# Teks Bacaan
____________

Forum Kita-Kita
Would you like to react to this message? Create an account in a few clicks or log in to continue.

TONGKAT PUNYA SIAPA

Go down

TONGKAT PUNYA SIAPA Empty TONGKAT PUNYA SIAPA

Post by abanglinuxer April 25th 2008, 01:08

NB: dari website sebelah lagi
=================================================

Di kutip dari buku 'Fulfilling life'

SUATU malam ketika
hujan lebat, seorang penunggang kuda berhenti di pinggiran sebuah hutan
tidak jauh dari tepian sungai. Dia ingin berteduh. Setelah mencari,
akhirnya dia menemukan sebantang tongkat panjang dan menancapkannya
kuat-kuat, sehingga kudanya bisa ditambatkan di sana. Keesokan harinya
ketika akan memulai perjalanan kembali dia berfikir bagaimana dengan
tongkat ini, apakah dibawa? “Ah, biarkan saja di sini, siapa tahu ada
penunggang kuda yang lain yang bernasib sama dengan saya dan mau
menggunakan tongkat ini!”. Lalu ida pun meneruskan perjalanannya.

____________

# Bahan yang Disediakan
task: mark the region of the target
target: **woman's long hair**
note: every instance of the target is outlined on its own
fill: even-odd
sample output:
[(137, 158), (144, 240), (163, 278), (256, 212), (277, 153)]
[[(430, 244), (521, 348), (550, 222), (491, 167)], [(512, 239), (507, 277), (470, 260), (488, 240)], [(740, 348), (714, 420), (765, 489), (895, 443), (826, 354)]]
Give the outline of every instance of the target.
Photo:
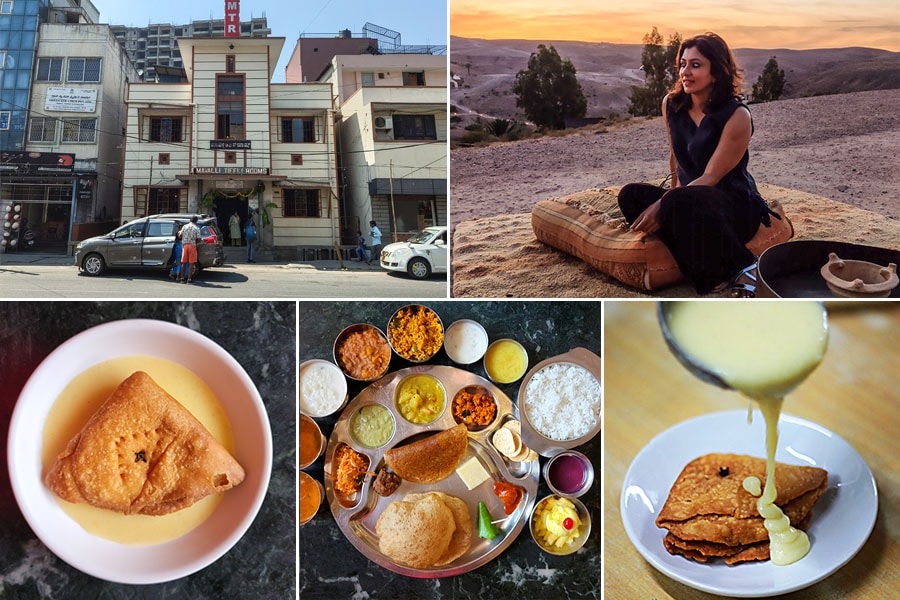
[[(706, 106), (703, 107), (703, 112), (715, 110), (740, 94), (744, 72), (737, 66), (734, 54), (731, 53), (725, 40), (715, 33), (696, 35), (684, 40), (678, 48), (678, 56), (675, 59), (677, 71), (681, 70), (681, 57), (688, 48), (697, 48), (700, 54), (709, 60), (710, 74), (714, 79), (712, 91)], [(675, 79), (675, 86), (669, 92), (669, 101), (676, 111), (690, 106), (690, 96), (684, 92), (684, 84), (681, 83), (680, 76)]]

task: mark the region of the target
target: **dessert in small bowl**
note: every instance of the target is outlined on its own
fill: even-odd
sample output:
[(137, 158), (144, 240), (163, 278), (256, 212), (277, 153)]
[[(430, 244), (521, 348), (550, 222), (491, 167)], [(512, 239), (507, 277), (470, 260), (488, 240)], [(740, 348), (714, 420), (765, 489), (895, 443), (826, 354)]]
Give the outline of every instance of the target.
[(547, 496), (535, 504), (528, 527), (541, 550), (565, 556), (584, 546), (591, 534), (591, 513), (576, 498)]

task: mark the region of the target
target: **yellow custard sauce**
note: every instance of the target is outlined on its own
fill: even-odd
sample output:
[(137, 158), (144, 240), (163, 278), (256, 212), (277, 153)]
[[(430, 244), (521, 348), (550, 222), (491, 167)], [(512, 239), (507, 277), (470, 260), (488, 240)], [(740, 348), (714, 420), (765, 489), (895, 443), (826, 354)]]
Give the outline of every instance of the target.
[(800, 560), (809, 552), (809, 538), (774, 503), (778, 419), (785, 394), (825, 355), (824, 307), (806, 301), (680, 302), (670, 314), (669, 331), (700, 367), (759, 404), (766, 422), (766, 484), (760, 496), (759, 480), (748, 477), (744, 489), (760, 496), (756, 507), (769, 532), (772, 563)]
[(501, 339), (488, 346), (484, 370), (497, 383), (513, 383), (528, 370), (528, 354), (515, 340)]
[[(209, 386), (189, 369), (164, 358), (127, 356), (85, 370), (75, 377), (54, 402), (44, 423), (41, 464), (43, 475), (112, 392), (135, 371), (148, 373), (174, 397), (229, 452), (234, 439), (228, 416)], [(43, 478), (43, 477), (42, 477)], [(87, 504), (56, 498), (62, 509), (87, 532), (123, 544), (149, 545), (173, 540), (203, 523), (215, 510), (221, 494), (163, 516), (123, 515)]]

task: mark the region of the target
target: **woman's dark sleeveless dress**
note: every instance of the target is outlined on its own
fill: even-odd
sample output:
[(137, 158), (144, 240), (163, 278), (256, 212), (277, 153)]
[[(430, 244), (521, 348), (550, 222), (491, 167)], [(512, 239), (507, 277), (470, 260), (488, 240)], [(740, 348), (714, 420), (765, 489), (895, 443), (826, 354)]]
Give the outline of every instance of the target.
[(698, 126), (687, 107), (676, 111), (667, 105), (666, 118), (682, 187), (667, 193), (660, 187), (638, 183), (626, 185), (619, 193), (619, 207), (629, 223), (662, 198), (657, 235), (700, 294), (708, 294), (756, 262), (745, 244), (760, 223), (770, 224), (770, 211), (747, 172), (749, 152), (744, 152), (737, 166), (715, 186), (685, 185), (706, 170), (725, 123), (741, 106), (740, 100), (732, 98), (704, 115)]

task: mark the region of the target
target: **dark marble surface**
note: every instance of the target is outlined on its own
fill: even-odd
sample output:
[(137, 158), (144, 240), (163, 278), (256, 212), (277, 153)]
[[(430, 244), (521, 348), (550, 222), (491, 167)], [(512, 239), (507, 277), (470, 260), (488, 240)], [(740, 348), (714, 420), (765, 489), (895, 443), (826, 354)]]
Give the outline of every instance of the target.
[[(300, 302), (300, 360), (332, 360), (332, 345), (347, 325), (372, 323), (386, 329), (393, 312), (403, 302)], [(444, 326), (460, 318), (484, 325), (493, 341), (512, 337), (528, 351), (534, 365), (581, 346), (601, 353), (600, 302), (425, 302)], [(443, 350), (429, 364), (452, 364)], [(411, 366), (394, 356), (391, 370)], [(484, 377), (480, 364), (467, 367)], [(512, 400), (518, 382), (499, 386)], [(351, 382), (350, 397), (364, 388)], [(330, 435), (337, 415), (317, 419), (325, 435)], [(581, 500), (591, 512), (591, 535), (578, 553), (558, 557), (541, 551), (523, 528), (518, 538), (486, 565), (469, 573), (443, 579), (415, 579), (397, 575), (369, 561), (358, 552), (338, 528), (331, 511), (323, 503), (308, 524), (300, 528), (299, 594), (306, 599), (334, 598), (600, 598), (600, 436), (578, 449), (587, 454), (595, 468), (594, 485)], [(541, 458), (541, 464), (546, 459)], [(323, 459), (306, 471), (322, 481)], [(550, 493), (541, 479), (538, 498)]]
[[(295, 307), (294, 302), (0, 302), (0, 598), (294, 598)], [(124, 318), (175, 322), (217, 342), (256, 384), (272, 427), (271, 482), (250, 529), (212, 565), (156, 585), (110, 583), (58, 559), (22, 517), (7, 471), (10, 415), (32, 371), (74, 334)]]

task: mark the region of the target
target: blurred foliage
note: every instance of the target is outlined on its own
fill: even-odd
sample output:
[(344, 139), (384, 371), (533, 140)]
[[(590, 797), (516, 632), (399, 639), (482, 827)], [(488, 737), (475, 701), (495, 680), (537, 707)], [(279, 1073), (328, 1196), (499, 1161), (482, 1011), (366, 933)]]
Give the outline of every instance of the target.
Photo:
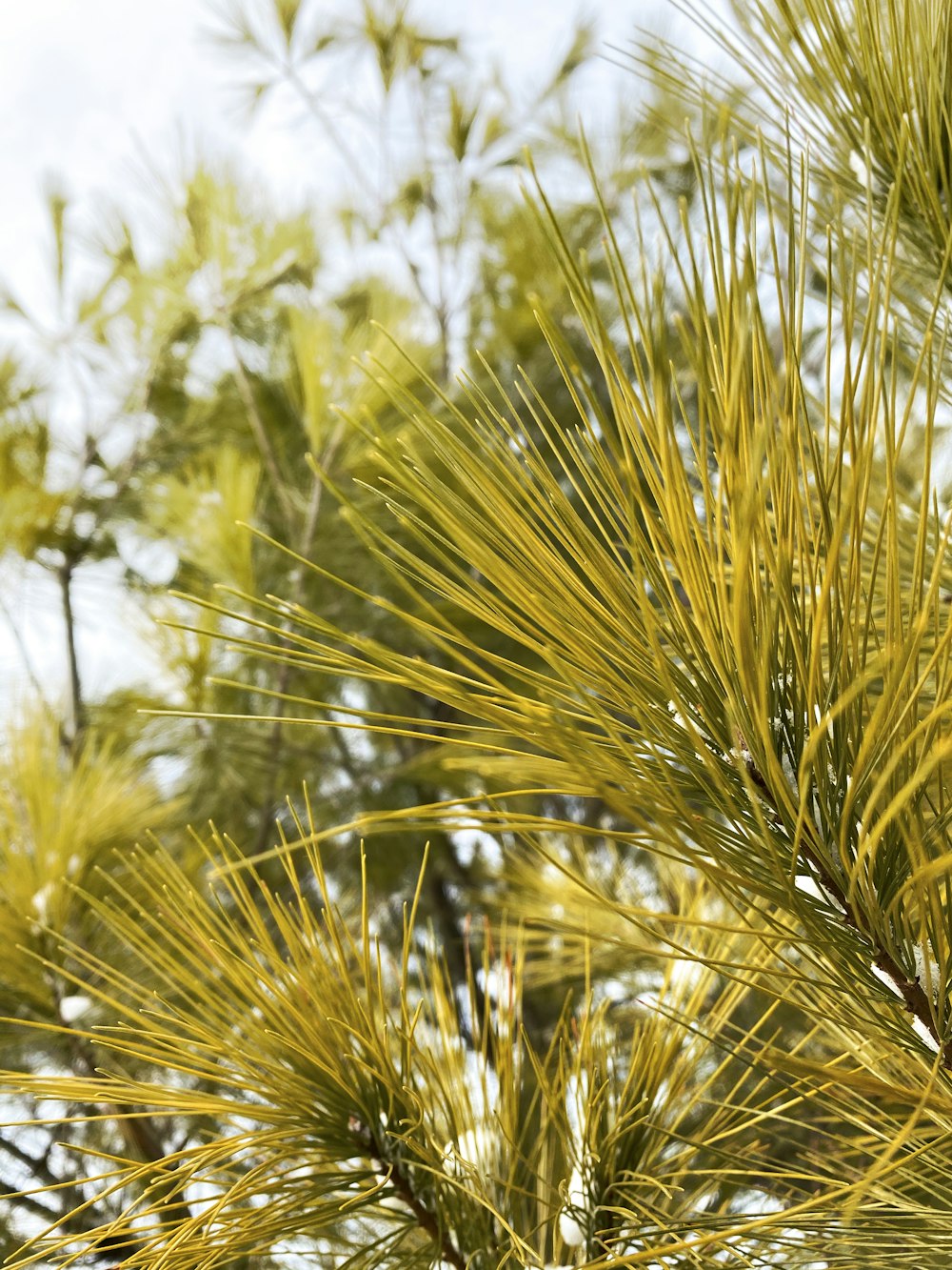
[(947, 1265), (948, 18), (694, 17), (588, 142), (592, 27), (231, 3), (333, 201), (198, 163), (90, 259), (51, 192), (10, 1265)]

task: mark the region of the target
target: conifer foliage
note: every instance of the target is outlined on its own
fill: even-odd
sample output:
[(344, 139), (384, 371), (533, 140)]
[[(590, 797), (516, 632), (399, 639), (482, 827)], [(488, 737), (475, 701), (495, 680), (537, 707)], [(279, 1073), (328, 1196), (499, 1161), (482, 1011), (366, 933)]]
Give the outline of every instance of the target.
[(168, 690), (71, 655), (8, 742), (9, 1264), (947, 1266), (947, 6), (693, 13), (724, 80), (637, 52), (613, 164), (586, 32), (520, 114), (303, 11), (223, 42), (345, 166), (325, 66), (420, 121), (341, 217), (381, 272), (199, 171), (77, 312), (119, 458), (57, 485), (3, 381), (67, 629), (176, 558)]

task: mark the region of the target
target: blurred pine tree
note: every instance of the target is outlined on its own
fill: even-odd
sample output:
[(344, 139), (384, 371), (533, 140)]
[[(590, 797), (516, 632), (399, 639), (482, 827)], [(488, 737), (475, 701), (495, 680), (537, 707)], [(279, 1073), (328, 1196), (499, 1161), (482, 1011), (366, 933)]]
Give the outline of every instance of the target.
[[(70, 456), (0, 373), (70, 649), (0, 770), (10, 1265), (947, 1265), (948, 13), (694, 17), (731, 83), (645, 48), (605, 165), (584, 29), (520, 110), (405, 5), (235, 6), (347, 207), (199, 168), (74, 304), (51, 202), (116, 408)], [(109, 560), (161, 673), (96, 700)]]

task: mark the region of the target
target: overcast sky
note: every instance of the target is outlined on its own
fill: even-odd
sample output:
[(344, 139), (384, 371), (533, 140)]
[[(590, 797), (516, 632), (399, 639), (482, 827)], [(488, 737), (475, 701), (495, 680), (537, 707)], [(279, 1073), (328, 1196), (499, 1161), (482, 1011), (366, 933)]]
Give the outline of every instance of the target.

____________

# Daftar Tugas
#1 Menurut teks bacaan, di mana penunggang kuda itu berhenti pada malam yang hujan lebat?
#2 Tuliskan kembali bagian listing dari awal listing hingga baris yang memuat "83), (680, 76)]]", termasuk baris tersebut, dengan mengganti "sample output" menjadi "example output" tanpa perubahan lain. Jangan sertakan gambar dalam jawaban.

# Jawaban Setiap Tugas
#1 Di pinggiran sebuah hutan, tidak jauh dari tepian sungai.

#2
task: mark the region of the target
target: **woman's long hair**
note: every instance of the target is outlined on its own
fill: even-odd
example output:
[(137, 158), (144, 240), (163, 278), (256, 212), (277, 153)]
[[(430, 244), (521, 348), (550, 222), (491, 167)], [(512, 239), (507, 277), (470, 260), (488, 240)], [(740, 348), (714, 420), (765, 489), (895, 443), (826, 354)]]
Give the outline of every instance of the target.
Photo:
[[(706, 106), (703, 107), (703, 112), (715, 110), (740, 94), (744, 72), (737, 66), (734, 54), (731, 53), (725, 40), (715, 33), (696, 35), (684, 40), (678, 48), (678, 56), (675, 59), (677, 71), (681, 70), (681, 57), (688, 48), (697, 48), (700, 54), (709, 60), (710, 74), (714, 79), (712, 91)], [(675, 79), (675, 86), (669, 92), (669, 101), (676, 111), (690, 106), (690, 96), (684, 92), (684, 84), (681, 83), (680, 76)]]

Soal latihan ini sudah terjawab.